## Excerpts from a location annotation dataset
☆ ☆ ☆ ☆

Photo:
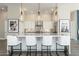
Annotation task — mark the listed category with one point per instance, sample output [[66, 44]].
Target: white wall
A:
[[64, 11]]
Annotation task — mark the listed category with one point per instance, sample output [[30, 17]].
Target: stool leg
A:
[[30, 50], [27, 51], [20, 49], [65, 50], [56, 50], [47, 50], [41, 51]]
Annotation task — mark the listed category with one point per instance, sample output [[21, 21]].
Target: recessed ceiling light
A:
[[24, 9], [51, 9]]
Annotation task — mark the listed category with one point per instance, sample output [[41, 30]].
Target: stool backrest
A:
[[12, 40], [47, 40], [30, 40]]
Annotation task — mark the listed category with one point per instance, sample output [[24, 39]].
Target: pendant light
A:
[[38, 11]]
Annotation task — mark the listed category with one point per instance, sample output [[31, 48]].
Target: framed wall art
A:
[[13, 25]]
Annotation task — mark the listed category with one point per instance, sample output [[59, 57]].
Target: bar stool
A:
[[13, 41], [46, 42], [64, 40], [31, 42]]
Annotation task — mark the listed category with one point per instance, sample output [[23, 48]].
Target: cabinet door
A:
[[64, 40]]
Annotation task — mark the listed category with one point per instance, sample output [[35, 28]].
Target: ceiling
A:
[[33, 7]]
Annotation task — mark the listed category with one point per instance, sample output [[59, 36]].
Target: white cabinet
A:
[[64, 40]]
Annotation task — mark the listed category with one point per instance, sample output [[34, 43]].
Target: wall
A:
[[2, 25], [64, 12]]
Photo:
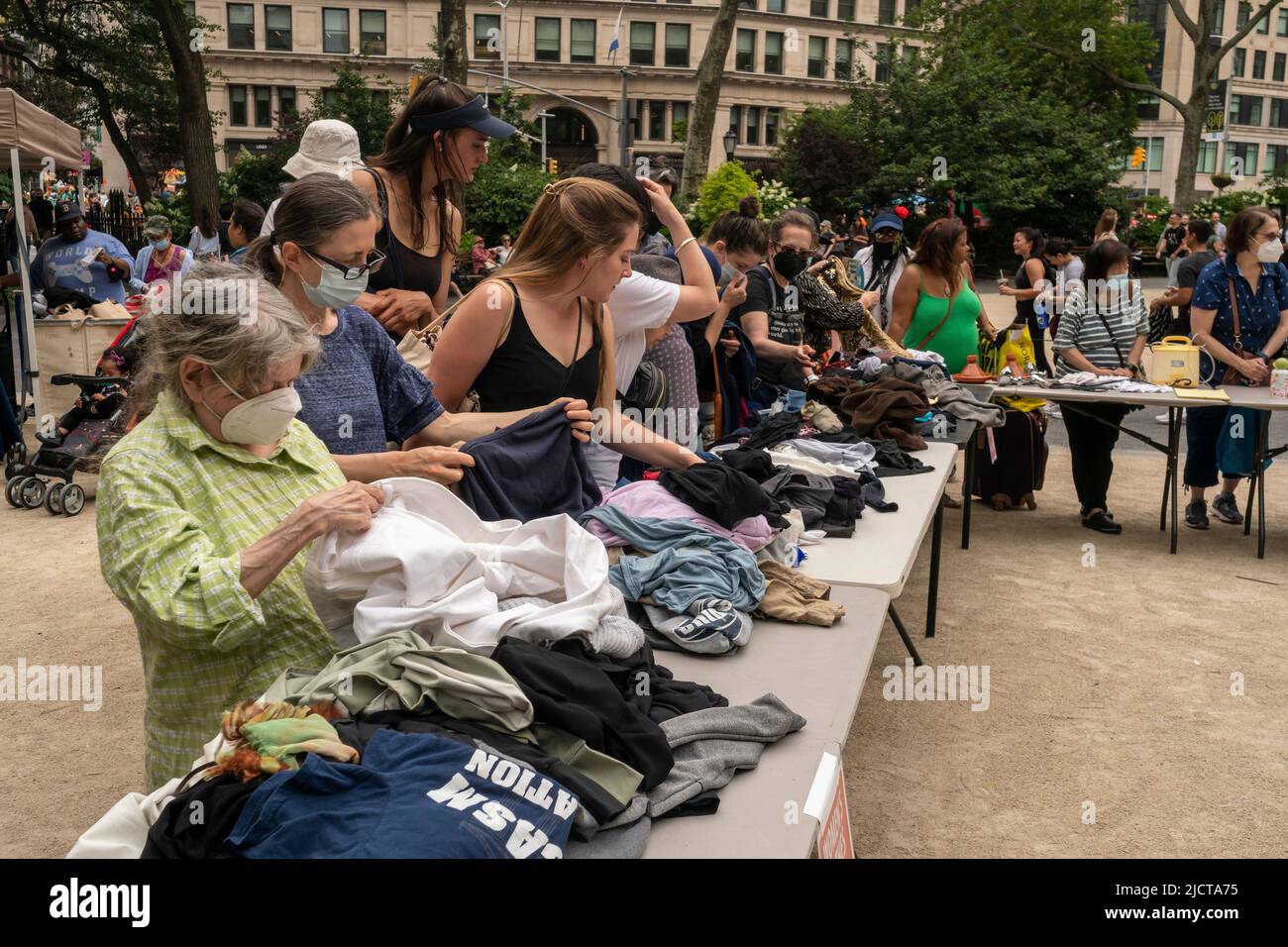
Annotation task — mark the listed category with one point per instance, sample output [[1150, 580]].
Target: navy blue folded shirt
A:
[[535, 468], [415, 795]]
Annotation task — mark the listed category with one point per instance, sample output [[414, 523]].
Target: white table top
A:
[[818, 673], [884, 547], [1240, 395]]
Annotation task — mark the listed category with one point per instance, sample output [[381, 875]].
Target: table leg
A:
[[1167, 478], [932, 600], [903, 634], [1173, 444]]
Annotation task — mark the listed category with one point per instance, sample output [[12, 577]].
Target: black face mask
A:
[[789, 263]]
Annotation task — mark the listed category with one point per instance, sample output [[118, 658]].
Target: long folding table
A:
[[818, 673], [1240, 395]]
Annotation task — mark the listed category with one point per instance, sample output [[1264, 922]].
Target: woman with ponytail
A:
[[540, 329], [362, 394], [432, 151]]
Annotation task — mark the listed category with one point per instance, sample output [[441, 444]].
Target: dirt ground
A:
[[1111, 685]]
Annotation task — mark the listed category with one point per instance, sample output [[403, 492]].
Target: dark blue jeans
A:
[[1202, 429]]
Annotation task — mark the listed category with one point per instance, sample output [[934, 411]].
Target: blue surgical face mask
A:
[[333, 289]]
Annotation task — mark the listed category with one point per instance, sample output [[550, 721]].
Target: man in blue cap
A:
[[881, 264], [78, 258]]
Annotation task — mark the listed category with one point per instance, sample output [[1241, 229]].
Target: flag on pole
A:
[[617, 37]]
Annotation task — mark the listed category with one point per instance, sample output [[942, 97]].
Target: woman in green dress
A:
[[935, 304]]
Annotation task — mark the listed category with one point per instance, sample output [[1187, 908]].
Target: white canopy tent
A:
[[35, 141]]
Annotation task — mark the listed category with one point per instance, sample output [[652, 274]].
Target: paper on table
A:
[[1202, 393]]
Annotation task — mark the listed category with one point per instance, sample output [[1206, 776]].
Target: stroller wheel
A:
[[72, 499], [11, 491], [33, 492], [54, 499]]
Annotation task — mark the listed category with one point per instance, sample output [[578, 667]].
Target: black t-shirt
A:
[[786, 325]]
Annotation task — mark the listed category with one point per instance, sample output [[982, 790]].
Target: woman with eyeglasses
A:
[[432, 151], [361, 394]]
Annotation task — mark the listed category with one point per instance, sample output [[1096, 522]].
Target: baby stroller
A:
[[27, 487]]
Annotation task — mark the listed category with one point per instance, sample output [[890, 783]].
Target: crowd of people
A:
[[253, 438]]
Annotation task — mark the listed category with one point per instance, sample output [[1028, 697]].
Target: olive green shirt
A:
[[175, 509]]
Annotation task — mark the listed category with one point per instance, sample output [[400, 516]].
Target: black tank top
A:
[[522, 373], [404, 269]]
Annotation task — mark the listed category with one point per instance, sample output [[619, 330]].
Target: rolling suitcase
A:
[[1010, 460]]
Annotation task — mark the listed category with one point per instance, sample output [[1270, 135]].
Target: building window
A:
[[774, 54], [845, 59], [657, 121], [678, 46], [335, 31], [679, 116], [241, 30], [265, 106], [1244, 110], [237, 105], [816, 64], [277, 29], [745, 56], [1245, 153], [1276, 157], [581, 40], [883, 62], [643, 39], [372, 26], [548, 39], [1279, 114], [1207, 158], [487, 37]]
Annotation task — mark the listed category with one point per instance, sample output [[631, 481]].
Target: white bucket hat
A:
[[329, 146]]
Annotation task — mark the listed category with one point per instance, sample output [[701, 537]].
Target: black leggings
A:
[[1091, 446]]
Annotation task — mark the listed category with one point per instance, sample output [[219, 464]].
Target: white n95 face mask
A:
[[259, 420]]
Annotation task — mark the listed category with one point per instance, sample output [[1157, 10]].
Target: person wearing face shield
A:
[[432, 151], [1239, 317], [362, 395], [207, 506], [78, 258]]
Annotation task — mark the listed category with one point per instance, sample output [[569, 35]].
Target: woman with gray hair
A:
[[362, 395], [206, 508]]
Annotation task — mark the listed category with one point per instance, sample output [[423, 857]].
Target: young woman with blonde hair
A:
[[540, 329]]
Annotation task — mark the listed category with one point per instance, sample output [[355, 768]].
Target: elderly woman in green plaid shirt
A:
[[206, 508]]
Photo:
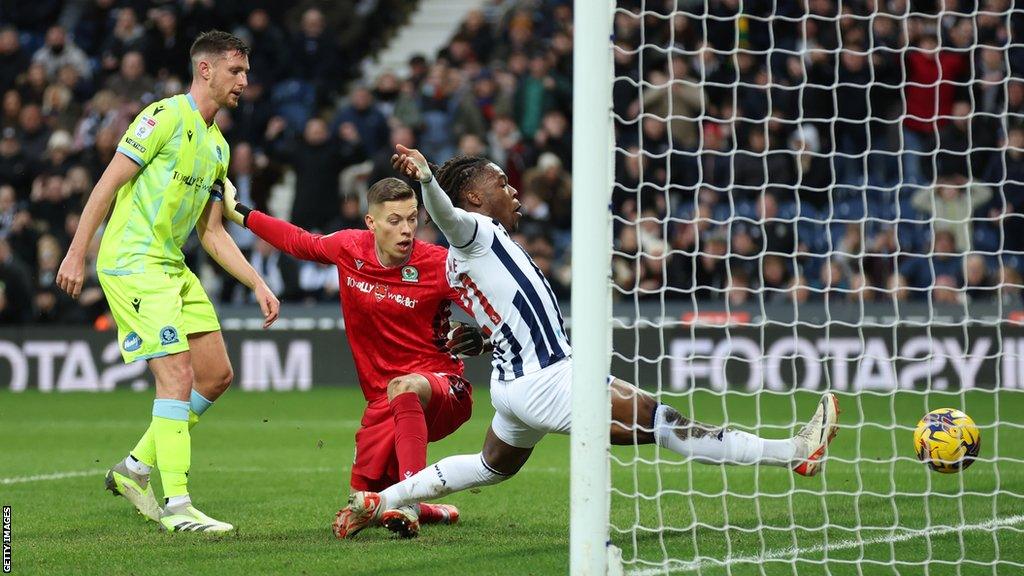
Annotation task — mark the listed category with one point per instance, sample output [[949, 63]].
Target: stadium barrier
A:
[[736, 350]]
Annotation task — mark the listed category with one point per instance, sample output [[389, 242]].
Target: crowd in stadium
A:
[[736, 139]]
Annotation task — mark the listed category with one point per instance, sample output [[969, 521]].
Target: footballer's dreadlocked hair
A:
[[456, 175]]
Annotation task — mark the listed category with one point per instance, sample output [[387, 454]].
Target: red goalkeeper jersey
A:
[[396, 319]]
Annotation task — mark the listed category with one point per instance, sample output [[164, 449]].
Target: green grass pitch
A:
[[276, 465]]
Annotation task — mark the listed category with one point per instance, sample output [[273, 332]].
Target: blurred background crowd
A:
[[792, 151]]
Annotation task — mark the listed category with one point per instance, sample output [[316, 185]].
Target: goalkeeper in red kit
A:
[[396, 302]]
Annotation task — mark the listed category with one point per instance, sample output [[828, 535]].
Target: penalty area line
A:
[[46, 477], [796, 552]]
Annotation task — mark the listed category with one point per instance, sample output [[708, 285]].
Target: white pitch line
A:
[[45, 477], [795, 552]]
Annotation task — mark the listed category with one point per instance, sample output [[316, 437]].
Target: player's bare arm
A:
[[221, 248], [71, 276], [457, 224]]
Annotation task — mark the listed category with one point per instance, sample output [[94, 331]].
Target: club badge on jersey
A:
[[144, 127]]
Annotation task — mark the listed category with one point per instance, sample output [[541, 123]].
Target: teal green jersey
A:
[[180, 159]]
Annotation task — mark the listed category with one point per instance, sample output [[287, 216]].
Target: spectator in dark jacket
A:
[[317, 161]]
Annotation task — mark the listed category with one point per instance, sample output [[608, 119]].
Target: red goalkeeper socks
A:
[[410, 434]]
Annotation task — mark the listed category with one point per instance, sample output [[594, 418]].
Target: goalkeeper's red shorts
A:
[[376, 464]]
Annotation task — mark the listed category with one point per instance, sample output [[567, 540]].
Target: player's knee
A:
[[409, 383], [225, 378], [181, 376]]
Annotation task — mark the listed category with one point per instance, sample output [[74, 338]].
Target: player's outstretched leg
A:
[[814, 438], [181, 516], [639, 418], [498, 461]]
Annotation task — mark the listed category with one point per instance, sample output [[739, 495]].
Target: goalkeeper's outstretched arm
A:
[[457, 224], [222, 248], [284, 236]]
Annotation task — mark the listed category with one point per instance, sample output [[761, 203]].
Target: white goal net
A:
[[811, 196]]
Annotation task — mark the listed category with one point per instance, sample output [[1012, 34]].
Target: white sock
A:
[[137, 466], [450, 475], [177, 501], [717, 446]]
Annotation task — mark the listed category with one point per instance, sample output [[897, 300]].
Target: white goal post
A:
[[592, 146]]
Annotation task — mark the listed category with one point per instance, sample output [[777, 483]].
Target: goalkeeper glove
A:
[[233, 210]]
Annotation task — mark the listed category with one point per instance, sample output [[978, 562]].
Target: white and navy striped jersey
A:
[[510, 298]]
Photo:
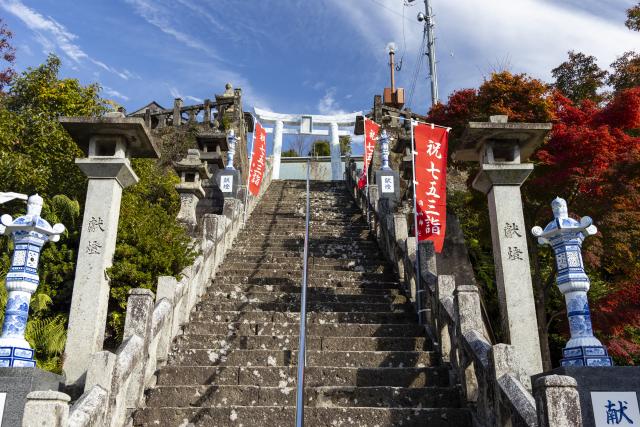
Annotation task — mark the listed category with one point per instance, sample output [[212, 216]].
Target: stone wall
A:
[[491, 378], [115, 382]]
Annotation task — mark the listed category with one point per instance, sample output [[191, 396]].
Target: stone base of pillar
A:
[[16, 384], [597, 385], [388, 186], [228, 181], [586, 356]]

☆ ☆ ☆ ☆

## Work to complete
Reproduce verbatim the lines above, from the line containing "output [[828, 535]]." through the line containing "[[457, 224], [222, 248], [284, 236]]", both included.

## Problem solution
Annotation task — mark the listed category with one point per instance, sample output [[828, 535]].
Target: penalty area line
A:
[[46, 477], [796, 552]]
Annotation task — mark the listed category with one point per instance, sample output [[708, 285]].
Target: white pitch line
A:
[[45, 477], [795, 552]]
Annotation task — mark the listed category with one point per instance, sample output [[316, 437]].
Target: player's bare arm
A:
[[221, 248], [71, 276], [457, 224]]
Annotation task — mark the listed category with one point per instance, sample output [[94, 331]].
Target: club badge on jersey
A:
[[144, 127]]
Annotation task — mark the listed category with one point per instance, sample output [[541, 123]].
Target: teal green jersey
A:
[[180, 159]]
Annotation task — mark the listed category with one point per instance, sample output [[287, 216]].
Target: spectator in dark jacket
A:
[[317, 161]]
Annotation task — mark the listed category with one point per instance, sample output [[608, 119]].
Target: red goalkeeper socks
A:
[[410, 434]]
Annotation task — mark the listed category with one point per instance, sample output [[594, 418]].
Target: goalkeeper's red shorts
A:
[[376, 464]]
Annotation task — mark the listed category with one point per instance, sample output [[567, 540]].
Target: player's knee
A:
[[409, 383], [225, 378], [181, 376]]
Annotation task — mark the listed category with one point per instance, sample output [[74, 338]].
Target: player's outstretched leg
A:
[[814, 438], [181, 516], [639, 418], [498, 461]]
Annotation task — mark the listed category with one point per instance, sample output [[739, 495]].
Target: goalkeeper's outstretched arm
A:
[[457, 224], [222, 248], [284, 236]]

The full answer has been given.